- _Required task_: Write out only the lines running from the one that contains "instance of the row" to the end of the material, both ends included.

- _Records_:
○ ○ ○ ○

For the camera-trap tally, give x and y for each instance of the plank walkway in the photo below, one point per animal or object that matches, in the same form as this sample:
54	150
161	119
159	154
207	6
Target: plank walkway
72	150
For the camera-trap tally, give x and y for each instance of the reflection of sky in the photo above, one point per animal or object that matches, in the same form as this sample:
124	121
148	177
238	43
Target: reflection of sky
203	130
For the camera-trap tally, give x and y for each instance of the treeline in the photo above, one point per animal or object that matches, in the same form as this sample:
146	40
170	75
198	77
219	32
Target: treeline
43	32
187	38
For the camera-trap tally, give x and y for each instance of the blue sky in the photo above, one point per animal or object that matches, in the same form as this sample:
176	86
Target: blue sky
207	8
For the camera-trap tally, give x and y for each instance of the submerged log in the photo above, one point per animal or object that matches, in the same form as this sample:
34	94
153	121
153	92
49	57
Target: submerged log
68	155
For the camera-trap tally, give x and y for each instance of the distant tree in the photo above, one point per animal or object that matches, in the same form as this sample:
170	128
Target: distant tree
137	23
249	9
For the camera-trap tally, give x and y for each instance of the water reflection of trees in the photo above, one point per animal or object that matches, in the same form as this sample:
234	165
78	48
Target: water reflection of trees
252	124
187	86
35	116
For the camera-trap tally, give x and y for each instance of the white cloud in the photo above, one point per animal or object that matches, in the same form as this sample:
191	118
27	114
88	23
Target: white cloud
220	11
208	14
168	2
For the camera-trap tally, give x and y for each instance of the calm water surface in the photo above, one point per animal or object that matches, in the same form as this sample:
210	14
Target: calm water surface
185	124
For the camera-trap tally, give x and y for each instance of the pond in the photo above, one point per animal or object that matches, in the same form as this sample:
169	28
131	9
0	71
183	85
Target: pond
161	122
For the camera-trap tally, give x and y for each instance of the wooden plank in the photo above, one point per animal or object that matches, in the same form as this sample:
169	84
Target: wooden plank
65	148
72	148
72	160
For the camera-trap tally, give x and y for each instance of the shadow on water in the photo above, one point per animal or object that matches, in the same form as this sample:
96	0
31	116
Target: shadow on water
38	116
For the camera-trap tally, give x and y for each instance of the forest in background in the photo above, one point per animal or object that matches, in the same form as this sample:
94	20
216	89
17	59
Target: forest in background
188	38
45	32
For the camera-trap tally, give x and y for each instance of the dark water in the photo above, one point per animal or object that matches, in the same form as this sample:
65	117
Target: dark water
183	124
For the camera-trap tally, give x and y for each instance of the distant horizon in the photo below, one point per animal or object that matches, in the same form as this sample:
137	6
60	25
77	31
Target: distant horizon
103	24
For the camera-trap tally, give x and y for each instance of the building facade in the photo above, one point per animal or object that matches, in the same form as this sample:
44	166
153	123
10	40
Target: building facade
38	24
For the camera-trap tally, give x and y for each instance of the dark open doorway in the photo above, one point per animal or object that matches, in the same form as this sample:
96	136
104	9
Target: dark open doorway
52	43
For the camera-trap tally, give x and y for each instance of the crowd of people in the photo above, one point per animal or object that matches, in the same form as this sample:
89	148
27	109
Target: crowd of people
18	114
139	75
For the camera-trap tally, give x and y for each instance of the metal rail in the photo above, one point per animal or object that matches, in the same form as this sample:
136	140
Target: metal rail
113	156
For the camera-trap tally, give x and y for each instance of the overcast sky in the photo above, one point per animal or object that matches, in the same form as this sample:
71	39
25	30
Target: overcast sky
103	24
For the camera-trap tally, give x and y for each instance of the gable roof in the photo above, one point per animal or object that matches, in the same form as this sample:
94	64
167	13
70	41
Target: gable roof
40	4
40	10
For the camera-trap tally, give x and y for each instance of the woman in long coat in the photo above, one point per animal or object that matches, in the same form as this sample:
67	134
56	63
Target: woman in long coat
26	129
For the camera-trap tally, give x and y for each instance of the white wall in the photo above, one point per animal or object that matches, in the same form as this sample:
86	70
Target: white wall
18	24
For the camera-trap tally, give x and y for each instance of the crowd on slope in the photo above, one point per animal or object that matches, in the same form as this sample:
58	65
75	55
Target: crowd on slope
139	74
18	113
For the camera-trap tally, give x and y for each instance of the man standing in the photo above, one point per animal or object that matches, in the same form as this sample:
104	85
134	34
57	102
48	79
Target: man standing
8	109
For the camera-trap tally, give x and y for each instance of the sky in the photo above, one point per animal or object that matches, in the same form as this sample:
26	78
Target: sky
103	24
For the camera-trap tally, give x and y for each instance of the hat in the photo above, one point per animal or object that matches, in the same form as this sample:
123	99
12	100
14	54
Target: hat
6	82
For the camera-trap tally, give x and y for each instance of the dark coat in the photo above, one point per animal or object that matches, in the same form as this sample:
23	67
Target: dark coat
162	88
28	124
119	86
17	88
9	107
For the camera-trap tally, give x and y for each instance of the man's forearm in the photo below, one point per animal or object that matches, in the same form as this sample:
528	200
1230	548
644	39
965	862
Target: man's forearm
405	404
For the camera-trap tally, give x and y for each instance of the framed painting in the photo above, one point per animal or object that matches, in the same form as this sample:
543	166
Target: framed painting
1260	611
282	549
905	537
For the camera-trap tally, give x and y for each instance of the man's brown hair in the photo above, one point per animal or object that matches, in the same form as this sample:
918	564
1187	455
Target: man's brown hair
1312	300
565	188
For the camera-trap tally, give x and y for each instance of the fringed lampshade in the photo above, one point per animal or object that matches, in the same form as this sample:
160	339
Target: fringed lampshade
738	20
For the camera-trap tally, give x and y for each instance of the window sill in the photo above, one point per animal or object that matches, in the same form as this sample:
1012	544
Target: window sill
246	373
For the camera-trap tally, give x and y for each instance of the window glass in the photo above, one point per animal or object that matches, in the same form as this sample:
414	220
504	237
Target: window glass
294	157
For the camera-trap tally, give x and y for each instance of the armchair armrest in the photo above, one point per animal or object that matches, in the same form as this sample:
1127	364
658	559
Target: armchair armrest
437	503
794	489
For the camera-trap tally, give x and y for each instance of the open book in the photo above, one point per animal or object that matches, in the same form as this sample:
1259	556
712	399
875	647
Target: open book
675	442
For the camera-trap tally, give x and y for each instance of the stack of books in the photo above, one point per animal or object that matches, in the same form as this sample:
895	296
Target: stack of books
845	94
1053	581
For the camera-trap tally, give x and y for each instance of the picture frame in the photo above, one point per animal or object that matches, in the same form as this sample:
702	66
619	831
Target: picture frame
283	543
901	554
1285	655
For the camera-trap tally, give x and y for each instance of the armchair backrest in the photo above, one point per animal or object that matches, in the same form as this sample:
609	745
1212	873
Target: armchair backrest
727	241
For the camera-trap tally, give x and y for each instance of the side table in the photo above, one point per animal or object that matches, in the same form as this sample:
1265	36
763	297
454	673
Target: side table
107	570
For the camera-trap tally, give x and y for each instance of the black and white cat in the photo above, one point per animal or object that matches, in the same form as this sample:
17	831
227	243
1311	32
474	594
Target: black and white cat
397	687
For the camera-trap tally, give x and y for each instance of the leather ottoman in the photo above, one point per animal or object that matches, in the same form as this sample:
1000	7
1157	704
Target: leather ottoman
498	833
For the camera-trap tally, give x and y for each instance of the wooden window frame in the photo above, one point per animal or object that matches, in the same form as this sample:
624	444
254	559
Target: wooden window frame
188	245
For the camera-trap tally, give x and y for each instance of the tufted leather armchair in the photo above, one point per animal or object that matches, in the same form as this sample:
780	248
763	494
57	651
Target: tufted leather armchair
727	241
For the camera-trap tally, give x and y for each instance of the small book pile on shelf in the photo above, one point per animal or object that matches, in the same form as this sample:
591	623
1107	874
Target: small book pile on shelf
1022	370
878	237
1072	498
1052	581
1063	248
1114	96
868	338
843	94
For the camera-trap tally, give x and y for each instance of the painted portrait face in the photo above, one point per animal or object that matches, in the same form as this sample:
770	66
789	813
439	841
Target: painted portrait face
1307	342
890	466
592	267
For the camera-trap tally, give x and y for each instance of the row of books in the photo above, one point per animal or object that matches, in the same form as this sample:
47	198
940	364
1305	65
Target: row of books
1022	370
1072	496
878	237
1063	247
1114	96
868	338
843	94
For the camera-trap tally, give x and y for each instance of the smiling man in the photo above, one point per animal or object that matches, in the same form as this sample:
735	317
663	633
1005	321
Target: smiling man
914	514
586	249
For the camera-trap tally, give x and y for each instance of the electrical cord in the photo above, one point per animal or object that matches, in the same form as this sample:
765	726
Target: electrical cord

○ ○ ○ ○

- _Response to the exercise_:
For the camera-trap tally, give x and y for each instance of the row of books in the photo above, one point per animal or object that matches, in the same form as this sample:
47	198
940	364
1305	65
Target: row of books
1022	370
1072	496
878	237
1063	247
1114	96
868	338
843	94
For the camera-trap tally, give x and y for each instance of the smiling man in the photo above, one point per animal or object that matches, in the same form as this sample:
735	317
663	633
1005	321
Target: smiling man
914	514
586	249
For the camera-trap tally, give x and y for each instance of the electrical cord in the photo above, one point per animal or object that matches, in the same form as this sample:
765	726
Target: electrical cord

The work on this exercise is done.